Reading passage -
────────
Attorney Hilary Adams makes the difficult decision not to run for another term as Louisville's top prosecutor. She's determined to return to the defense side of the justice system. The only hitch is that her newfound resolve isn't resonating too well with her husband Peter Elliott, Louisville's police chief.
On the first day after her incumbency has ended, Hilary receives an unexpected and very hard to resist offer from Winfield Bennett, the managing partner of Louisville's biggest white-shoe law firm. He wants her to head up a newly formed criminal litigation division. Unable to turn down such a prestigious position and the obscene salary package that accompanies it, Hilary accepts. She soon realizes, however, that the job comes with a hefty price tag — take on every case Win throws her way, including the representation of his old college chum, journalist Blake Hunter, a happily married man who can't seem to remember how he woke up that morning in a seedy motel room with a very dead young woman.
Then, in quick succession, another murder victim turns up. Blake's new boss is found brutally beaten and stabbed in exactly the same manner as the young woman. Evidence, including DNA left at each of the crime scenes, points to only one person as being the culprit in both slayings — Hilary's errant client, Blake Hunter.
As always, Hilary has her work cut out for her. Once again, she's up to the challenge.
────────
Listed entries -
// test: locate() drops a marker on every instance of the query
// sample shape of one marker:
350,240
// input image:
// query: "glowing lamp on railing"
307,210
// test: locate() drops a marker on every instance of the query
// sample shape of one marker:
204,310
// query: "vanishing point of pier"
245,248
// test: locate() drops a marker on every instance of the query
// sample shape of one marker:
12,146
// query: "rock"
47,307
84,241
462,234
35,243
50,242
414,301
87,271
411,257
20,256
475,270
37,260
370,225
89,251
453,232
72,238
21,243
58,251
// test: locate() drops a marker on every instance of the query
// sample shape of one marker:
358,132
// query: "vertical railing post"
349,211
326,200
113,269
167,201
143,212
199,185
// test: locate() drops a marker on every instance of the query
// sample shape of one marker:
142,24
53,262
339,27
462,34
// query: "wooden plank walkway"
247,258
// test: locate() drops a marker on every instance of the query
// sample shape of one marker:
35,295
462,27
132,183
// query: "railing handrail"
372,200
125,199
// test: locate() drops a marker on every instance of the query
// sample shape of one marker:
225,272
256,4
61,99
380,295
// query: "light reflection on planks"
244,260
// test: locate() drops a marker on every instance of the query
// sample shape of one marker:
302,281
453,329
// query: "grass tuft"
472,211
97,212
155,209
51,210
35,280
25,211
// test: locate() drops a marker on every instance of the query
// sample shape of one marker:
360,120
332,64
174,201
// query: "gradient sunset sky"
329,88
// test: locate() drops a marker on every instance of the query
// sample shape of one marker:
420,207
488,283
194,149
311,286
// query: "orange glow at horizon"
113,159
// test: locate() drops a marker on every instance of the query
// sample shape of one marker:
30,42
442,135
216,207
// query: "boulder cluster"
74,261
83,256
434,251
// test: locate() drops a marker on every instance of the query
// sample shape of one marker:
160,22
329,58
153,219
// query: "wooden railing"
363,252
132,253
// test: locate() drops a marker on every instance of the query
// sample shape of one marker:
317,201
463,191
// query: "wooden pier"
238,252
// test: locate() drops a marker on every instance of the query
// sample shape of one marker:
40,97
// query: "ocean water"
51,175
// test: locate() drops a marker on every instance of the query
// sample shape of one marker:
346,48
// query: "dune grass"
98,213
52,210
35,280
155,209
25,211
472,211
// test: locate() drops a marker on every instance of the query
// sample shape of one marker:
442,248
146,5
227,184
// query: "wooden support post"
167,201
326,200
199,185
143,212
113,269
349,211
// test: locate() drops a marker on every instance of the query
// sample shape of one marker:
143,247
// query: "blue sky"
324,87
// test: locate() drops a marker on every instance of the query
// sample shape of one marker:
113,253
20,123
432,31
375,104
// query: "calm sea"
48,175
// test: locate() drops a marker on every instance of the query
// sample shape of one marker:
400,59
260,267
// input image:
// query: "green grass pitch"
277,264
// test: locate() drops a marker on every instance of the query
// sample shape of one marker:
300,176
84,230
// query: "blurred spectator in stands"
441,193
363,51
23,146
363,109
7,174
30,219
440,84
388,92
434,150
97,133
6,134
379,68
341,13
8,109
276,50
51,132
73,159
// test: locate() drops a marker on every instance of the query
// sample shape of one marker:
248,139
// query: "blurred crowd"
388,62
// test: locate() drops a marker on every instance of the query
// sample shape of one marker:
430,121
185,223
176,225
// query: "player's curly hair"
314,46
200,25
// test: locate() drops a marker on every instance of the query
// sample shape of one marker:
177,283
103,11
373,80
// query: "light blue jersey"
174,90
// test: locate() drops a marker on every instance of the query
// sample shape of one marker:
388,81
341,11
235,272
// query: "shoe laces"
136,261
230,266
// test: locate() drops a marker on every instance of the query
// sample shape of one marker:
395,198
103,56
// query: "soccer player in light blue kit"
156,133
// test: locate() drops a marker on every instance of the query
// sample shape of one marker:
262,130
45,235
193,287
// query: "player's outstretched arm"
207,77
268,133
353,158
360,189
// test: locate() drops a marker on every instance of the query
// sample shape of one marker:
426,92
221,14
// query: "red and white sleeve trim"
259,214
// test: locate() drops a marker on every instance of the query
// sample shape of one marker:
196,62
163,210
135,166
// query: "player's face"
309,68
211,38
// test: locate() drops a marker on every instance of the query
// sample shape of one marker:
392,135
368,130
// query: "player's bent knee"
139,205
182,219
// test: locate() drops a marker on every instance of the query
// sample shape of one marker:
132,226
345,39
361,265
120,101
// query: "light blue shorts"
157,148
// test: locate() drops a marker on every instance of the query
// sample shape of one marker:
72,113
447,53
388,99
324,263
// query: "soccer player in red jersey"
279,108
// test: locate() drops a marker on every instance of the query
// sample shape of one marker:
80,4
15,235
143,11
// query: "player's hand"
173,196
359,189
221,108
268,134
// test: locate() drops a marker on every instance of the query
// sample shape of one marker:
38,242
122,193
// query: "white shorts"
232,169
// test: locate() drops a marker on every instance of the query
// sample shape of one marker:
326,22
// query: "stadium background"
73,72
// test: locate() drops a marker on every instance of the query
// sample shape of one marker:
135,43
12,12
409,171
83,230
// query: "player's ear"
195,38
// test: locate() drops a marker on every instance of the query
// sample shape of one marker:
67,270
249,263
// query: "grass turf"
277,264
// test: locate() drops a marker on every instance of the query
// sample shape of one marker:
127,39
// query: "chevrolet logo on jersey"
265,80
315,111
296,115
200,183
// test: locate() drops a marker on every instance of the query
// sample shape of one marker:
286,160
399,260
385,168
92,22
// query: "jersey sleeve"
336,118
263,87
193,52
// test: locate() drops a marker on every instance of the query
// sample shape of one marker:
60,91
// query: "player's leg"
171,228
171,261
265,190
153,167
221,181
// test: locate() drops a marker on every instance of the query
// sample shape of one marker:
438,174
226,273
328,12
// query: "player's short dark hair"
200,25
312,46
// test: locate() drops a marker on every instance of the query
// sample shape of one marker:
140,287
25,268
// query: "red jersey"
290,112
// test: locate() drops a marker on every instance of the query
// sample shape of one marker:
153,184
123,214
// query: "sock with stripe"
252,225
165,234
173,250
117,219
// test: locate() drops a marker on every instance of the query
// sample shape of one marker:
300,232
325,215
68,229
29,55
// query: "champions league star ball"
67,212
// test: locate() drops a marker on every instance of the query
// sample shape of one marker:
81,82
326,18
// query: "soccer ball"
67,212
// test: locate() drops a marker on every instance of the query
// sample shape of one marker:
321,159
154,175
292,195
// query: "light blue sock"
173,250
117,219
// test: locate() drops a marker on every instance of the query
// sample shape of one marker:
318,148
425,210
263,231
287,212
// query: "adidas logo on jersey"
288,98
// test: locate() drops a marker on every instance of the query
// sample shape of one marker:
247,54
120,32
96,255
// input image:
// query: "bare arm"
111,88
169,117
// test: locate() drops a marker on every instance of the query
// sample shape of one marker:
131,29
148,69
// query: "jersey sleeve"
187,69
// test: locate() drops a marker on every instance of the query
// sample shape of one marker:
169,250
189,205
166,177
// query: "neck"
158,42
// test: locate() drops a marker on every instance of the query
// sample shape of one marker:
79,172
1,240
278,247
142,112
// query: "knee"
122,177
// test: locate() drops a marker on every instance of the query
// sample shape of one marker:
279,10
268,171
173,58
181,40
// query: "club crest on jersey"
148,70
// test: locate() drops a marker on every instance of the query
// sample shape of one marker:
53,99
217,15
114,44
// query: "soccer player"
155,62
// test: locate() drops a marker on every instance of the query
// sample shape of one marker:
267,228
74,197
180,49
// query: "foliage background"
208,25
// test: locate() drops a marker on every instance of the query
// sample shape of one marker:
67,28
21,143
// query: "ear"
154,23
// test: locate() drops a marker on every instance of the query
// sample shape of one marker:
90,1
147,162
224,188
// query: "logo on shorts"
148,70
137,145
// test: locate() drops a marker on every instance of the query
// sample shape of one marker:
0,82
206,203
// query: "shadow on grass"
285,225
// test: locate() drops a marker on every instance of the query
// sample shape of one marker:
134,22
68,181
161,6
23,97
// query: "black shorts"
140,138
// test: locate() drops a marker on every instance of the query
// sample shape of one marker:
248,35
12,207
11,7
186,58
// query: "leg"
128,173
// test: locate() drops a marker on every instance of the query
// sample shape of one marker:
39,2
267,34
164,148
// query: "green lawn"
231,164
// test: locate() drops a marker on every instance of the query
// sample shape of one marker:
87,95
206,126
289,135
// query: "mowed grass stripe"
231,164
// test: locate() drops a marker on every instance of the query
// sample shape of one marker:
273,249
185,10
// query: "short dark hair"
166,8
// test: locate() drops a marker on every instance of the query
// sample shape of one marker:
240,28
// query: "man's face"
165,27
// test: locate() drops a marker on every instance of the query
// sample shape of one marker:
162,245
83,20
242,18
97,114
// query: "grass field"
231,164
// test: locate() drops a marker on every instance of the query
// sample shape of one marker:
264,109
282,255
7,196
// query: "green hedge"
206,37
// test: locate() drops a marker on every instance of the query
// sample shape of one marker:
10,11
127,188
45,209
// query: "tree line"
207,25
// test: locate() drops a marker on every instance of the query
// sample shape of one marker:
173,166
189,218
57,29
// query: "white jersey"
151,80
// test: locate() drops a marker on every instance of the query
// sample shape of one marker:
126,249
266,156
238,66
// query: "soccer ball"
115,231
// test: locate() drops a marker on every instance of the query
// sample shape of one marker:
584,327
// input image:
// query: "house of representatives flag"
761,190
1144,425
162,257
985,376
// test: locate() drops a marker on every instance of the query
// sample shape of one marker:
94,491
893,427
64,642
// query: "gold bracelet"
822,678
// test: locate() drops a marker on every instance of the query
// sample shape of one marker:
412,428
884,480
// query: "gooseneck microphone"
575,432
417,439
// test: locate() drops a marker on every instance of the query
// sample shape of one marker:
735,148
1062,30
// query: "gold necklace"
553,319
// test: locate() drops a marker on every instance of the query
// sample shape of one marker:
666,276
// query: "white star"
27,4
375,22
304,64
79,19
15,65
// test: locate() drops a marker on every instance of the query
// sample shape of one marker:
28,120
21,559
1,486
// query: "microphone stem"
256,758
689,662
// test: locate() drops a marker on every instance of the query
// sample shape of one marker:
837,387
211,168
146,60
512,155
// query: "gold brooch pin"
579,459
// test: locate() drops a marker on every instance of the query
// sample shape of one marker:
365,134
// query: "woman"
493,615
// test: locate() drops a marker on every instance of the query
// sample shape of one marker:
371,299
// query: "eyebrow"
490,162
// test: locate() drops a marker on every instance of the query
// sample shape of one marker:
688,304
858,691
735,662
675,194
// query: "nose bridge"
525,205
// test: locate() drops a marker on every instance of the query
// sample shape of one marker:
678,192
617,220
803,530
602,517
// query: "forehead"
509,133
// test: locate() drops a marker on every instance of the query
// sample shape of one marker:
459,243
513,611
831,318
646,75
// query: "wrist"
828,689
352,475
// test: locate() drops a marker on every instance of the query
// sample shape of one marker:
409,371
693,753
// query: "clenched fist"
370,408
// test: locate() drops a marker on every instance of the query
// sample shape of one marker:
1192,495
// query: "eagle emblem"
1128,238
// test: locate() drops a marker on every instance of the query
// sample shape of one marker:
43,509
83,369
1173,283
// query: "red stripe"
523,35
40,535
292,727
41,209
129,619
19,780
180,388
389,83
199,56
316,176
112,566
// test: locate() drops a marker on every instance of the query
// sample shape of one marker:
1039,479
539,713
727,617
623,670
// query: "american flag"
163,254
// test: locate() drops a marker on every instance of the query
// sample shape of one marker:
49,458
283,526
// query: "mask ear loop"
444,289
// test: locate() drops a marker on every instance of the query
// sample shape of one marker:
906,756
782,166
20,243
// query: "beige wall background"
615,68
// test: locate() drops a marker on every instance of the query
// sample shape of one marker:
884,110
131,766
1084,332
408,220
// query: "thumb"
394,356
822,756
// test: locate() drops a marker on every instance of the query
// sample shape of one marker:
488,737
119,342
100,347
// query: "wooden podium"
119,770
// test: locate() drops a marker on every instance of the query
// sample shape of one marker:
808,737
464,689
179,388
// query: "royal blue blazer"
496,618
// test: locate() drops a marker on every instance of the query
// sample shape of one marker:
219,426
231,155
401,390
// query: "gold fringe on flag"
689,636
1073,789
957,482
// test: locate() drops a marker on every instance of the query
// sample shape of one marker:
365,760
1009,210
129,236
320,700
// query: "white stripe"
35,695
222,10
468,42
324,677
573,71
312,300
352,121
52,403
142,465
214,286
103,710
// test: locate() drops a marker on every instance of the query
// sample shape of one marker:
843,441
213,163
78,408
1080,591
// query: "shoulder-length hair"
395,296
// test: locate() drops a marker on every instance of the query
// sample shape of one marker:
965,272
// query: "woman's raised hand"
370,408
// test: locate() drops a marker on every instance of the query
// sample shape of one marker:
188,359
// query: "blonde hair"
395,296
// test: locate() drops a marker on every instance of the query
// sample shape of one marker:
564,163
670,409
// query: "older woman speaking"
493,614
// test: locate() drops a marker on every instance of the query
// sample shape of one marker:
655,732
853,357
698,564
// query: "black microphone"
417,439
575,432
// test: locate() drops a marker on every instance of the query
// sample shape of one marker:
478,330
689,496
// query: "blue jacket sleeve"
────────
Exercises to complete -
1. List every person named by full name in the book description.
2. Duplicate everything in the book description from "Then, in quick" down to "to the challenge.".
The entries are separate material and have no connection to the book description.

Problem solutions -
1. Hilary Adams, Peter Elliott, Winfield Bennett, Blake Hunter

2.
Then, in quick succession, another murder victim turns up. Blake's new boss is found brutally beaten and stabbed in exactly the same manner as the young woman. Evidence, including DNA left at each of the crime scenes, points to only one person as being the culprit in both slayings — Hilary's errant client, Blake Hunter.
As always, Hilary has her work cut out for her. Once again, she's up to the challenge.